■ Record set
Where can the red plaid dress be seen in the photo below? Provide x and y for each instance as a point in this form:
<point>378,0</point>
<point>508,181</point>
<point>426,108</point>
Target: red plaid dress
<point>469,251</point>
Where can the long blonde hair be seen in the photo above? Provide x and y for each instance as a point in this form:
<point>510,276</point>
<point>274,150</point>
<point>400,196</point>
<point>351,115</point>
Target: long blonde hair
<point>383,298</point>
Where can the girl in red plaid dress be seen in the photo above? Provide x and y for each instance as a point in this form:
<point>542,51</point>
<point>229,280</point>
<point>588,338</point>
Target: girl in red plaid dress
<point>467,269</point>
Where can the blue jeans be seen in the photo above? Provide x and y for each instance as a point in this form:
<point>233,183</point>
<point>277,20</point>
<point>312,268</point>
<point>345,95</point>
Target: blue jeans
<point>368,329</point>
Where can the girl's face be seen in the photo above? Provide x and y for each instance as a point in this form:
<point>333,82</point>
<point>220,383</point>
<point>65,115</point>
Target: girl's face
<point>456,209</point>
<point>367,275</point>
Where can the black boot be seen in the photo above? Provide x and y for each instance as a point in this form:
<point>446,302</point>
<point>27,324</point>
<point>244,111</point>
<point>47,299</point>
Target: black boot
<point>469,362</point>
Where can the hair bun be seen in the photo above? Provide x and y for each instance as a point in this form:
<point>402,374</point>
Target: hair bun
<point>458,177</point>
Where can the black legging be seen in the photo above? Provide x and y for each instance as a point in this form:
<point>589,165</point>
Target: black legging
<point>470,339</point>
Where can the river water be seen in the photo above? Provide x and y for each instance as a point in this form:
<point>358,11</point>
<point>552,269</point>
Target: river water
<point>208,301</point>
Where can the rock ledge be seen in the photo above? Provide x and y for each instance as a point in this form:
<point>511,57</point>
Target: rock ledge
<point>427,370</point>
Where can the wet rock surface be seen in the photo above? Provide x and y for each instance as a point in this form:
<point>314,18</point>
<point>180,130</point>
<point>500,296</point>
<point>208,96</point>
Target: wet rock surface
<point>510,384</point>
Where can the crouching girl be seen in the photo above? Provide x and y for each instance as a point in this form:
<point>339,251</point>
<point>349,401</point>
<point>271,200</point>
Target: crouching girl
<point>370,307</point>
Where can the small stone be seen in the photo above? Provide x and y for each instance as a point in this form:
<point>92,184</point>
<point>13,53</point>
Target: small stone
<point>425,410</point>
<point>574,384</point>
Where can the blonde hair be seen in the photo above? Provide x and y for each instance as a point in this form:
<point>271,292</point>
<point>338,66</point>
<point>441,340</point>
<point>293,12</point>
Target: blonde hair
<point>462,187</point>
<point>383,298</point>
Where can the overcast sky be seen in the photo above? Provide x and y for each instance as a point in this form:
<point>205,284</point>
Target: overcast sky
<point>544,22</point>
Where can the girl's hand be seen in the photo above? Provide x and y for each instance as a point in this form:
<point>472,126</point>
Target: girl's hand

■ Task directions
Repeat every entry above exactly, leaving nothing out.

■ Response
Where can the red plaid dress be seen in the photo below? Provide x and y for each instance as a point in this form:
<point>378,0</point>
<point>508,181</point>
<point>426,108</point>
Target: red plaid dress
<point>469,251</point>
Where can the long blonde hair be seen in the photo above? Provide x and y for each instance as a point in this form:
<point>510,276</point>
<point>274,150</point>
<point>400,196</point>
<point>351,115</point>
Target: long blonde hair
<point>383,298</point>
Where can the girl in red plaid dress be seen in the photo above? Provide x and y for each instance as a point in this form:
<point>542,51</point>
<point>229,280</point>
<point>588,338</point>
Target: girl in red plaid dress
<point>467,269</point>
Where can the blue jeans be seen in the photo above? Provide x and y for each instance as a point in this form:
<point>233,183</point>
<point>277,20</point>
<point>312,268</point>
<point>345,95</point>
Target: blue jeans
<point>368,329</point>
Where can the girl's face be seen in the photo above? Provide x and y for each instance as a point in this form:
<point>333,82</point>
<point>220,383</point>
<point>65,115</point>
Target: girl's face
<point>456,209</point>
<point>367,275</point>
Where can the black boot be seen in the photo above? Provide x and y for each instance as a point in this form:
<point>446,302</point>
<point>27,324</point>
<point>244,111</point>
<point>47,299</point>
Target: black boot
<point>469,362</point>
Where can the hair bun be seen in the photo above? Provide x and y for each instance as a point in this form:
<point>402,374</point>
Target: hair bun
<point>458,177</point>
Where can the black legging be seen in the photo above? Provide x and y for each instance as a point in this form:
<point>589,165</point>
Target: black legging
<point>470,339</point>
Where can the river water be seen in the photo above? Provide x and y for each instance as a point in this form:
<point>358,11</point>
<point>552,269</point>
Target: river water
<point>208,301</point>
Where can the rock ledge be seen in the photo above? Provide x and y for each instance as a point in this form:
<point>511,57</point>
Target: rock ledge
<point>427,370</point>
Where can the wet rock surface be seen in the photo above? Provide x and y for each instance as a point in this form:
<point>314,18</point>
<point>180,130</point>
<point>500,296</point>
<point>208,96</point>
Target: wet rock surface
<point>510,384</point>
Where can the crouching girl be seen in the photo above? Provide x and y for each instance as a point in this form:
<point>339,251</point>
<point>349,401</point>
<point>271,200</point>
Target: crouching girl
<point>370,307</point>
Where can the small stone be seen in the photo above? Provide x and y for each instance as a point in this form:
<point>92,184</point>
<point>13,53</point>
Target: small stone
<point>425,410</point>
<point>574,384</point>
Where can the blonde hair be seen in the photo above? Provide x and y for each instance as a point in this form:
<point>271,292</point>
<point>338,66</point>
<point>441,340</point>
<point>293,12</point>
Target: blonde hair
<point>462,187</point>
<point>383,298</point>
Where can the overcast sky be seen in the photo above? Provide x and y for each instance as a point in this form:
<point>205,284</point>
Target: overcast sky
<point>544,22</point>
Where can the girl's hand be seen in the photo above? Provide x and y for each instance as a point in this form:
<point>472,126</point>
Target: girl's hand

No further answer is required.